Objective: Rewrite all of the rows below, replacing "tag each instance with a pin" with "mark each instance with a point" and keeping everything else the same, and leave the pictures out of your answer.

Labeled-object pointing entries
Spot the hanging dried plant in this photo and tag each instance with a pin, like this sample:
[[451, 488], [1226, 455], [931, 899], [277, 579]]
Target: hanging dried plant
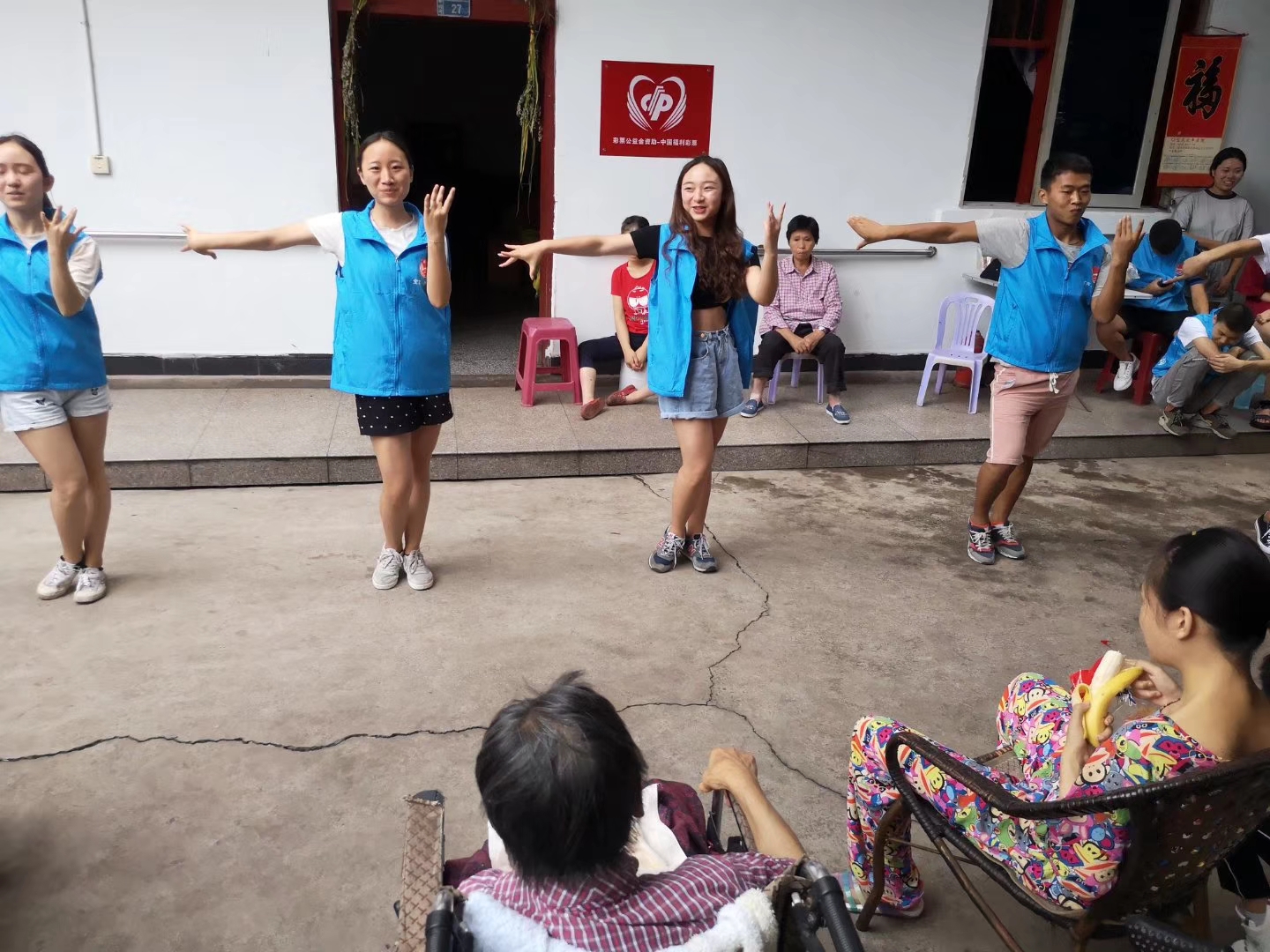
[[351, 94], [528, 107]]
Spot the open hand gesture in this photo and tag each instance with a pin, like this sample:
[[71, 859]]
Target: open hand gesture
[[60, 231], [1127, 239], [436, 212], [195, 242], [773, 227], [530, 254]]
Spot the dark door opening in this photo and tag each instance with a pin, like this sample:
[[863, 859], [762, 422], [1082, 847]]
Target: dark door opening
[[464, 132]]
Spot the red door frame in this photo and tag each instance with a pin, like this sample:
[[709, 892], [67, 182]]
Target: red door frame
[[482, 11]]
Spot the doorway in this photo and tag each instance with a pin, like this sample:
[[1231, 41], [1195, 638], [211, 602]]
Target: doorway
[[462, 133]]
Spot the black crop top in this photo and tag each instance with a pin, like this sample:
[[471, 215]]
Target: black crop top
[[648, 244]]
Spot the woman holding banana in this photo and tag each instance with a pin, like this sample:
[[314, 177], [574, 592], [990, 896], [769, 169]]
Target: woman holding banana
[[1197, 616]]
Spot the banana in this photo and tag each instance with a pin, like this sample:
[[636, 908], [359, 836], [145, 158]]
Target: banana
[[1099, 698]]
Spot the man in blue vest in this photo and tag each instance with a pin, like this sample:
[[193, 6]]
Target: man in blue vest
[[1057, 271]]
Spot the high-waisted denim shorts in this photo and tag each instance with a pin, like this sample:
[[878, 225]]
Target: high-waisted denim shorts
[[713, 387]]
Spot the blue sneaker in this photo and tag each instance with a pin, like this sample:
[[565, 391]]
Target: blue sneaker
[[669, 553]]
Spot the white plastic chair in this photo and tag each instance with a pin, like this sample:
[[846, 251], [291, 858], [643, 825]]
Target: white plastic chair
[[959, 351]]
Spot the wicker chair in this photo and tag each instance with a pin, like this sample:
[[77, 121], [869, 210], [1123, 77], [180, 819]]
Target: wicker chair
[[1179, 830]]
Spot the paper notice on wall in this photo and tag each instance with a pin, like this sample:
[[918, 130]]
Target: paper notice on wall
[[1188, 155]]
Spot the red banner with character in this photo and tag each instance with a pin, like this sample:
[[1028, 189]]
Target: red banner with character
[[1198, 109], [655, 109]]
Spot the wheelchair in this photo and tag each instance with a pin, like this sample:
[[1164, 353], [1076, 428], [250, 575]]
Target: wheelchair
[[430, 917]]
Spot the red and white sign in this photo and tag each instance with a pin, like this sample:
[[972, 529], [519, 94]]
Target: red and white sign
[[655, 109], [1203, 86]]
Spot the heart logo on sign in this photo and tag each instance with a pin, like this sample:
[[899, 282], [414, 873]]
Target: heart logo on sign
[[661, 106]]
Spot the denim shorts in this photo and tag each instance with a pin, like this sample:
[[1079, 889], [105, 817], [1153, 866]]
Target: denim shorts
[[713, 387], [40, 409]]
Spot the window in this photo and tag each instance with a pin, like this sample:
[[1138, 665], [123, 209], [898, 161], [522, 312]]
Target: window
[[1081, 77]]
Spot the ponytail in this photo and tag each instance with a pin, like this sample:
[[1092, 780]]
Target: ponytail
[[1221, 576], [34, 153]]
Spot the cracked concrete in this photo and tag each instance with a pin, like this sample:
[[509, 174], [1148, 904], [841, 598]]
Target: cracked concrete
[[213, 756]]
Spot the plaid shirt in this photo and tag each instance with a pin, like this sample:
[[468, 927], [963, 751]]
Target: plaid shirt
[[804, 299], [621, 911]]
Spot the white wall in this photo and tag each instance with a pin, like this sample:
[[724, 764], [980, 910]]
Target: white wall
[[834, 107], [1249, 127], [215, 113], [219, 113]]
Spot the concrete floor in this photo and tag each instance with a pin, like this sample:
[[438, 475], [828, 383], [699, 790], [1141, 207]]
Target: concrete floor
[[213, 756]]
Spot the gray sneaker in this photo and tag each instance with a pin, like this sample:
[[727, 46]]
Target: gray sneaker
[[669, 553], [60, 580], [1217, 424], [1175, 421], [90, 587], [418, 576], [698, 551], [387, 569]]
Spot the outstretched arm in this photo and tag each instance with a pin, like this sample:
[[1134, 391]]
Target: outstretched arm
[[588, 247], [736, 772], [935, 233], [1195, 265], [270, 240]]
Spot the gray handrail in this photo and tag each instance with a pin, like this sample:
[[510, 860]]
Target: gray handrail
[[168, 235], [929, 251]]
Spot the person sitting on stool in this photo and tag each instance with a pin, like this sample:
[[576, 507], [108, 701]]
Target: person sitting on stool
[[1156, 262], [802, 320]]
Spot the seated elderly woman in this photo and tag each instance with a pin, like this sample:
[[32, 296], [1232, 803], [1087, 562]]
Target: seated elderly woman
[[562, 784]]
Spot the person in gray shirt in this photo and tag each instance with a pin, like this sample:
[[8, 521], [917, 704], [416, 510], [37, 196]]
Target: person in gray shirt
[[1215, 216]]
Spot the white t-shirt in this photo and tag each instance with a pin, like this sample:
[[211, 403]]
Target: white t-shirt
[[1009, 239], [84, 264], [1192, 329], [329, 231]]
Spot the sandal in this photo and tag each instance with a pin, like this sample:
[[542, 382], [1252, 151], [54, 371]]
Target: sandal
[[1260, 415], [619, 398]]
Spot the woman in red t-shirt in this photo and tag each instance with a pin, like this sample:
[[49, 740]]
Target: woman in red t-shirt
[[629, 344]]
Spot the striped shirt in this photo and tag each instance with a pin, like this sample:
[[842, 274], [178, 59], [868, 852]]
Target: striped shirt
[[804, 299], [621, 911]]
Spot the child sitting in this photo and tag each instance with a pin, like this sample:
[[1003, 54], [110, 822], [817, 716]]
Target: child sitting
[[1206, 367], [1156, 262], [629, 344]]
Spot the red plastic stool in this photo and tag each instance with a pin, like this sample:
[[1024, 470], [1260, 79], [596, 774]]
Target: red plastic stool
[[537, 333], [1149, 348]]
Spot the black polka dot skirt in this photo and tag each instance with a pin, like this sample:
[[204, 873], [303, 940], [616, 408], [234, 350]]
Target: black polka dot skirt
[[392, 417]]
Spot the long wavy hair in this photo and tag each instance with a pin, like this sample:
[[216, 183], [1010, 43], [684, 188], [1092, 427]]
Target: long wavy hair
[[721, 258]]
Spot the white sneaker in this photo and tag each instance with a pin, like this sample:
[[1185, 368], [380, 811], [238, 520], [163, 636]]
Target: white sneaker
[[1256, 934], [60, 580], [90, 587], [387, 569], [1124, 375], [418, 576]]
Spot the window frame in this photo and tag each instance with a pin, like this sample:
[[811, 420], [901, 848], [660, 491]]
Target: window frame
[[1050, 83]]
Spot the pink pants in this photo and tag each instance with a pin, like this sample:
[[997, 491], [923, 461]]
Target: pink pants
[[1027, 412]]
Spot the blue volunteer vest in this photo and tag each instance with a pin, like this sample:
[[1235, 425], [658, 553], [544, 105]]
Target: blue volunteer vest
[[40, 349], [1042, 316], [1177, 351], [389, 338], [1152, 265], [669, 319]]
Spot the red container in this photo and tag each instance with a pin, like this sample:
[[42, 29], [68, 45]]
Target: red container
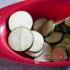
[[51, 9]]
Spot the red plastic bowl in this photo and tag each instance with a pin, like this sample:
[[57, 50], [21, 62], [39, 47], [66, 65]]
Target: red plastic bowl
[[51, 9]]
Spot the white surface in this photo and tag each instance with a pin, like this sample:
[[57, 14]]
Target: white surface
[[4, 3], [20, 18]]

Solution to this exercise:
Spot the hanging dried plant in this photo and mark each instance with a point, like this sample:
[[451, 488], [1226, 455], [931, 899], [277, 579]]
Target: hanging dried plant
[[351, 94], [528, 107]]
Spot the open hand gesture in this photo and mark each instance with a point, like this sample:
[[71, 859]]
Target: open hand gesture
[[60, 231], [1127, 239], [436, 212], [195, 242], [773, 227], [530, 254]]
Spot the dark door opening in this photo and mark each instance with a point, like this sample:
[[863, 859], [762, 422], [1082, 847]]
Target: dark door opening
[[464, 132]]
Spot the red door frame in this photo and mark each instance with a point, like this sample:
[[709, 892], [67, 182]]
Target: red door frame
[[482, 11]]
Spot the doorway in this photo and mark each instance with a point, like this sample:
[[1231, 41], [1195, 638], [211, 602]]
Target: doorway
[[462, 133]]
Spot the black crop top in this photo and mark each instance with a point, like this sample:
[[471, 215]]
Target: black crop top
[[648, 244]]
Spot the woman holding banana in this photo and mark each instance with a point, like this sample:
[[314, 177], [574, 592], [990, 896], [769, 169]]
Target: woman holding banana
[[1197, 616]]
Spot the banana in this photo and mark each instance with a point, like this sample:
[[636, 908], [359, 836], [145, 158]]
Target: banana
[[1099, 698]]
Spot the man in blue vest in this photo and mark each instance with a point, like this sample:
[[193, 6]]
Target: man in blue vest
[[1057, 271]]
Spot the high-waisted denim shorts in this photo and mark each instance with a point, like this sample:
[[878, 225]]
Target: high-waisted denim shorts
[[713, 387]]
Spot the blue sneaker in this photo and mark each instance with a point, like this sample:
[[565, 391]]
Target: blue sneaker
[[669, 553]]
Spot the white plastic chair in this photo and mark each instance with a point, like this sample:
[[846, 251], [291, 858], [643, 825]]
Target: white plastic chair
[[959, 351]]
Spot the wicker chair in this photo and mark each instance with a point, like this sample:
[[77, 121], [869, 210], [1123, 77], [180, 819]]
Target: wicker chair
[[1179, 830]]
Spot the paper notice on wall in this photo and mark each instance with a point, like this sample:
[[918, 130]]
Target: paper notice on wall
[[1188, 155]]
Spot the red banner with character in this photo and mark each instance with a point, like this sample:
[[1028, 189]]
Target: red banner with character
[[1198, 109], [655, 109]]
Spot the wheelchair in this photo and mark each instance with a point, like this sample:
[[1164, 353], [1076, 428], [250, 575]]
Target: wheelchair
[[430, 917]]
Spot the red and white sign in this photo and mark each instance with a point, like this sample:
[[972, 529], [519, 94]]
Target: red and white sign
[[655, 109], [1203, 86]]
Spot the heart logo on sign in this photo and mark each instance with a point, like this sample:
[[899, 282], [414, 873]]
Target: heart logo on sign
[[661, 106]]
Spot the denim shorts in this photo and mark each instance with a point, like this sample:
[[1079, 889], [105, 817], [1153, 866]]
Target: denim shorts
[[713, 387], [40, 409]]
Spot the window in this photo and mark each instance with a point, like this sample:
[[1138, 665], [123, 209], [898, 161], [522, 312]]
Target: window
[[1081, 77]]
Spot the ponytail in this photo and mark each instance with a point, like this sample:
[[1092, 780]]
Target: ponytail
[[1221, 576], [34, 153]]
Spot the cracked concrete in this photo and mark each instance with a point, like this sample:
[[509, 174], [1148, 904], [841, 598]]
Target: cracked concrete
[[213, 756]]
Spot the plaid shirt in this photo and mark each instance with a point, like this sample:
[[468, 927], [963, 751]]
Target: plaid shirt
[[804, 299], [621, 911]]
Spot the white wall in this photo and mark each instance with a point, like this sample:
[[724, 764], [980, 910]]
Target: white wall
[[834, 107], [1249, 127], [215, 113], [219, 113]]
Spot the concrete floor in this photo and mark each instance with a point, like this sample:
[[438, 475], [828, 383], [699, 790], [1141, 207]]
Target: concrete floor
[[213, 756]]
Spot the gray sneaker in this photo and mark each instance with a point, like this sample:
[[727, 46]]
Target: gray sneaker
[[669, 553], [60, 580], [1217, 424], [1175, 421], [90, 587], [418, 576], [698, 551], [387, 569]]
Spot the outstretched arm in this photo and mark each instance with a point, like this sample:
[[1134, 391]]
Target: outstretched arm
[[588, 247], [736, 772], [935, 233], [1195, 265], [270, 240]]
Spot the gray handrail in this photo and mark each instance with a point, like this sample:
[[510, 860]]
Target: gray handrail
[[168, 235], [929, 251]]
Spot the person sitting on stool in this photo and mark each instance with a point, like this sample:
[[576, 507], [108, 701]]
Target: person sitting on stool
[[1156, 262], [802, 320]]
Spot the seated elderly woman in this photo and mark each instance with a point, like this sample:
[[32, 296], [1232, 803], [1087, 562]]
Target: seated elderly woman
[[562, 784]]
Spot the person in gray shirt in this photo and mark each instance with a point, like this sample:
[[8, 521], [917, 704], [416, 510], [37, 196]]
Target: person in gray shirt
[[1215, 216]]
Spot the white t-shirt in this photo and mark each instance with a point, like this sample:
[[211, 403]]
Target: white t-shirt
[[1009, 239], [84, 264], [1192, 329], [329, 231]]
Spot the sandal in this photo and mark each instance with a point, like this sample:
[[542, 382], [1252, 151], [54, 371]]
Target: sandal
[[1260, 415], [619, 398]]
Spot the woman in red t-shirt in this photo and mark each instance with a point, like this sample:
[[49, 740]]
Target: woman in red t-shirt
[[629, 344]]
Spot the striped shirt in this photo and mark each instance with a point, like this sample:
[[842, 274], [178, 59], [868, 852]]
Target: striped shirt
[[804, 299], [621, 911]]
Spot the child sitting in this photo and mark each instance with a point, like this sample:
[[1003, 54], [110, 822], [817, 716]]
Target: child sitting
[[1206, 367], [1156, 262], [629, 344]]
Spot the red plastic stool in this photo and mark each instance with a point, like this sample:
[[1024, 470], [1260, 79], [596, 774]]
Target: red plastic stool
[[537, 333], [1149, 348]]
Spot the black polka dot skirt in this photo and mark each instance with a point, like this sample:
[[204, 873], [303, 940], [616, 408], [234, 350]]
Target: black polka dot skirt
[[392, 417]]
Spot the long wavy hair in this photo and mark each instance with a point, like this sample:
[[216, 183], [1010, 43], [684, 188], [1092, 427]]
Target: long wavy hair
[[721, 258]]
Spot the white sneaker in this photo and mark each instance with a point, like this sample:
[[1185, 368], [380, 811], [238, 520], [163, 636]]
Target: white sneaker
[[1256, 934], [60, 580], [90, 587], [387, 569], [1124, 375], [418, 576]]
Spot the window frame in this photo and mark each instance with a point, like this sample:
[[811, 420], [901, 848], [660, 491]]
Target: window frame
[[1050, 83]]
Spot the pink pants in this photo and mark each instance with a point, like this sample:
[[997, 491], [923, 461]]
Target: pink pants
[[1027, 412]]
Spot the blue volunteer vest in this photo and mark each instance with a point, like this sample:
[[1235, 425], [658, 553], [544, 105]]
Target: blue volunteer vest
[[40, 349], [1042, 316], [1177, 351], [389, 338], [1152, 265], [669, 319]]
Spot the red container in this photo and mark each instance with a point, like this sample:
[[42, 29], [68, 45]]
Target: red container
[[51, 9]]
Spot the red plastic bowl in this photo and mark each instance with a point, like this sample:
[[57, 50], [21, 62], [39, 47], [66, 65]]
Target: red plastic bowl
[[51, 9]]
Spot the white surface in this photo and mark each instance with a point, like this sample:
[[57, 14]]
Target: white surface
[[4, 3], [20, 18]]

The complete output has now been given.